Dr. Ralph Winter now worships God in the very company of so many formerly unreached peoples that he, by God’s hand, helped to reach with the Gospel.
When “giants” in the Kingdom of God die, we have an incredible opportunity to obey Hebrews 13:7:
Remember your leaders, those who spoke to you the word of God. Consider the outcome of their way of life, and imitate their faith.
What can we learn when we “consider the outcome of [Dr. Winter’s] way of life”?
- Live a wartime lifestyle. Dr. Winter once wrote in his classic article “Commitment to a Wartime Lifestyle: “I believe that God cannot expect less from us in our Christian duty to save other nations than we in wartime require of ourselves to save our own nation. This means that we must be willing to adopt a wartime lifestyle if we are to play fair with the clear intent of Scripture that the people who sit in darkness shall see a great light. Otherwise, as Isaiah said, ‘I faint when I hear what God is planning’ (Isaiah 21:3).”
- Use every skill that you have for the advancement of the Kingdom of God. Dr. Winter had a blazing extraordinary skill: his mind. Oh how many paradigm shifting articles Dr. Winter wrote! Untold are the full influence of his work on sodalities and modalities, the history of the Kingdom, the existence and the priority of unreached peoples, the real war between God and Satan, and more! He thought years ahead of his audiences and saw the world through several lenses (structural linguistics, anthropology, missiology, statistics, sociology, history, and so on). Hence, like all classic apostolic agents in the Kingdom, he often left audiences either mad or invigorated with passion and new insight.

DATASET ROWS>

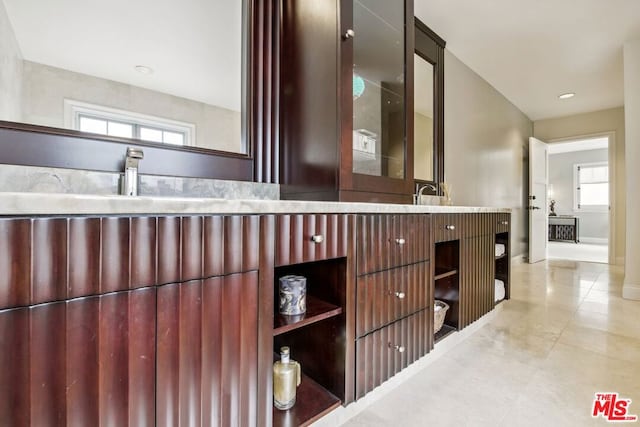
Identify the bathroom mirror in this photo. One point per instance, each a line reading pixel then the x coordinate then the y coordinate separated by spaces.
pixel 171 74
pixel 428 109
pixel 423 119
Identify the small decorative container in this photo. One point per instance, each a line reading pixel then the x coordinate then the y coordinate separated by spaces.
pixel 439 312
pixel 286 378
pixel 293 295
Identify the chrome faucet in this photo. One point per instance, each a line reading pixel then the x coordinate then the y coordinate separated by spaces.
pixel 418 195
pixel 129 184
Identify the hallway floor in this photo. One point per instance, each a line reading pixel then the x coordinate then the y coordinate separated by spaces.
pixel 589 252
pixel 565 335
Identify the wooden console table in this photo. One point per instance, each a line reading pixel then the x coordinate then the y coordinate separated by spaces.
pixel 564 228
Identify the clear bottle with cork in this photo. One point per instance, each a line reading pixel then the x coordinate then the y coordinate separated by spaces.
pixel 286 377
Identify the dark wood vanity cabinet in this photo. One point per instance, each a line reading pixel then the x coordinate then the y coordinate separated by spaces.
pixel 337 144
pixel 130 321
pixel 393 296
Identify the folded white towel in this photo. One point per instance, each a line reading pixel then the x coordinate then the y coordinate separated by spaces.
pixel 500 290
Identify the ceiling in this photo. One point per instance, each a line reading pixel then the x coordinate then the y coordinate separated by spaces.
pixel 533 51
pixel 194 47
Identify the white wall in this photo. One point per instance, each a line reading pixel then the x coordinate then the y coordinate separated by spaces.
pixel 45 89
pixel 10 70
pixel 593 225
pixel 631 288
pixel 597 122
pixel 486 140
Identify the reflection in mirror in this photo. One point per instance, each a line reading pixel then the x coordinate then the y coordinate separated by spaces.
pixel 423 119
pixel 167 72
pixel 378 88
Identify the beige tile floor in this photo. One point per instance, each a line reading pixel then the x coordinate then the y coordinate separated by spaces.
pixel 565 335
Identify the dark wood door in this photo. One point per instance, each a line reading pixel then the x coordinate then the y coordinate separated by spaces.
pixel 476 278
pixel 207 352
pixel 87 361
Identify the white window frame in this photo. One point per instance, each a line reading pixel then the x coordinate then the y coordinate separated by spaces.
pixel 73 110
pixel 576 183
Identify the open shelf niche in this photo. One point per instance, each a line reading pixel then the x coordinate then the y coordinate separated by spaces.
pixel 447 284
pixel 316 340
pixel 502 264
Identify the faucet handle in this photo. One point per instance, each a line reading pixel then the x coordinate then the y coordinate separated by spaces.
pixel 135 153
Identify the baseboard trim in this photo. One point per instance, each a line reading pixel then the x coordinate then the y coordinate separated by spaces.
pixel 631 291
pixel 595 240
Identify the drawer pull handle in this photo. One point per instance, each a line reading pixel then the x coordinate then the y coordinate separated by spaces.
pixel 398 348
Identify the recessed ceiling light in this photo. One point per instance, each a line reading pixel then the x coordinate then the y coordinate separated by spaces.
pixel 143 69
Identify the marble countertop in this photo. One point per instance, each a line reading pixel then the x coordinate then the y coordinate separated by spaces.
pixel 19 204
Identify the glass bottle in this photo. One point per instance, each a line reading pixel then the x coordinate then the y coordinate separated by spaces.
pixel 286 377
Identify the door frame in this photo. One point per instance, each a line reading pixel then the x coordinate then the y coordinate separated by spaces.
pixel 613 212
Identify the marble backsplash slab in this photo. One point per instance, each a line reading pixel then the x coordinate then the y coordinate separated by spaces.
pixel 14 178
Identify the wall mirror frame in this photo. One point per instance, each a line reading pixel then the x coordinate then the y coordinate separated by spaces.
pixel 32 145
pixel 430 47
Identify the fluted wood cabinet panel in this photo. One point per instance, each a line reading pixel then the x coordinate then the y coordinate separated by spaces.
pixel 207 351
pixel 169 242
pixel 49 260
pixel 143 251
pixel 230 244
pixel 378 355
pixel 389 295
pixel 476 278
pixel 14 367
pixel 84 257
pixel 447 227
pixel 87 361
pixel 386 241
pixel 114 272
pixel 295 233
pixel 15 259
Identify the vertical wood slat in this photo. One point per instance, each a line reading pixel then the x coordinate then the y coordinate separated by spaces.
pixel 49 260
pixel 116 247
pixel 143 252
pixel 376 358
pixel 377 304
pixel 207 351
pixel 15 259
pixel 84 257
pixel 378 248
pixel 294 232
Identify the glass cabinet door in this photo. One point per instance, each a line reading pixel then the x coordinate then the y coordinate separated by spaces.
pixel 379 138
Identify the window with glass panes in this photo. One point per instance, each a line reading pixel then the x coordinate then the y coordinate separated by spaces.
pixel 591 184
pixel 124 129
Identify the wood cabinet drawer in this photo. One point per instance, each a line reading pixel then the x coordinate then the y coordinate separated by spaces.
pixel 386 241
pixel 304 238
pixel 502 222
pixel 385 352
pixel 389 295
pixel 447 227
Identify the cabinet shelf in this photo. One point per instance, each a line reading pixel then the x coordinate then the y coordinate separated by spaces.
pixel 317 310
pixel 312 402
pixel 442 273
pixel 443 332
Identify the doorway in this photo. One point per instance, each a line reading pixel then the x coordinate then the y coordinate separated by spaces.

WHAT THE TASK REQUIRES>
Answer these questions about the passage on Dr. Ralph Winter:
(a) Which Bible verse does it say we can obey when "giants" in the Kingdom of God die?
(b) What is the title of the classic article from which it quotes Dr. Winter?
(c) What does it name as Dr. Winter's blazing extraordinary skill?

EXERCISE RESULT>
(a) Hebrews 13:7
(b) "Commitment to a Wartime Lifestyle"
(c) His mind